• _Your tasks_:
a) In the Iraq Inquiry summary, list every matter that Blair is said to have done little to consider.
b) Carry the summary of the Iraq Inquiry forward from its final sentence, adding the paragraphs that would come next.

------ Document segment ------

The Iraq Inquiry, also known as the Chilcot Report, looks into how the UK decided to enter Iraq in 2003 along with the US, how they conducted themselves during the war, and whether or not their objectives were reached.
Sir John Chilcot said invasion went “badly wrong”
Public outrage over Blair’s lies
Cabinet was misled by a ‘condensed dossier’ of information for the invasion
Blair ignored warnings and went in on false information
The report’s 6,275 pages of findings show that Tony Blair had participated in poor decision-making at best, and conspiracy at worst.
The UK entered Iraq on poor intelligence, with a weak rationale, and possibly even without a legal basis. Blair ignored warnings that invading could encourage more terrorism, and did little to consider troop equipment needs, the total cost of the war, or the post-conflict reconstruction of Iraq.
Upon unveiling his report, the chairman of the inquiry Sir John Chilcot said the invasion “went badly wrong, with consequences to this day.”

------ Given material ------

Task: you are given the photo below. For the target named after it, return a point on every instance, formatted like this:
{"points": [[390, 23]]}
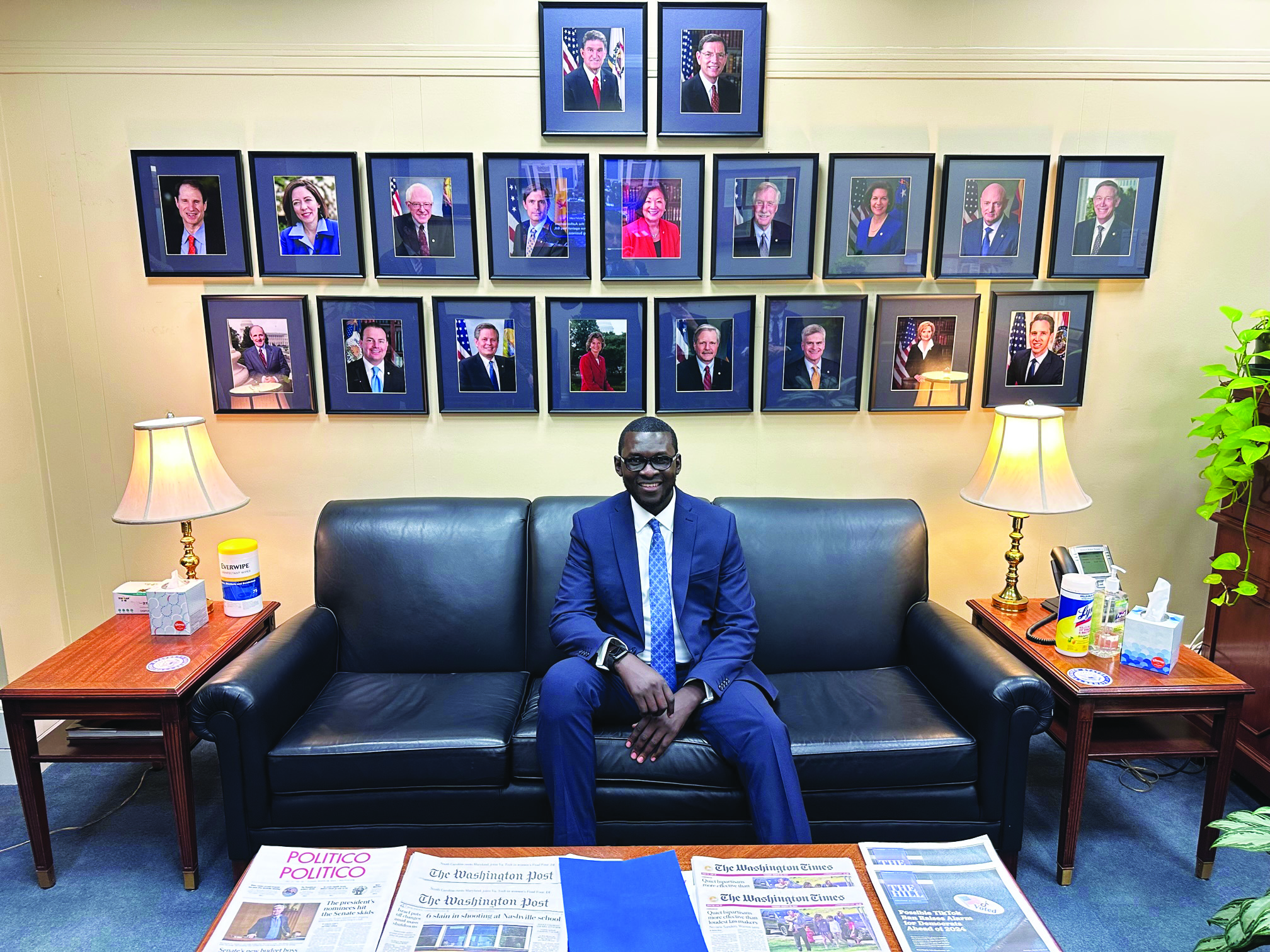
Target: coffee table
{"points": [[1140, 714]]}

------

• _Answers by task_:
a)
- Troop equipment needs
- The total cost of the war
- The post-conflict reconstruction of Iraq

b)
Chilcot’s blunt presentation of Blair’s irresponsibility has resulted in consternation and anger among politicians and the public alike. Jeremy Corbyn, the Labour party leader known for being anti-war, said “Frankly it was an act of military aggression on a false pretext, [which] has long been regarded as illegal.” Some families of the 179 military personnel who had fallen in Iraq have labeled Blair a “terrorist.” Blair expressed regret for the lost lives, but maintains that he made the right decision on Iraq.
Blair now faces potential legal action, though it remains unlikely that he will be tried. The inquiry was not a judicial process, but some still hope it could provide evidence for a future prosecution in British courts.
The key findings of the Iraq Inquiry reveal a failure to adequately justify, plan, and conduct the invasion.
Blair assured the public in his press conference that “there were no lies, Parliament and the Cabinet were not misled, there was no secret commitment to war, intelligence was not falsified and the decision was made in good faith.”
Let’s take a look at each of those claims:
“There were no lies”
The rationale for the war was false. According to the report, there was “no imminent threat from Saddam Hussein” at the time of the war, and the invasion was “not a last resort.”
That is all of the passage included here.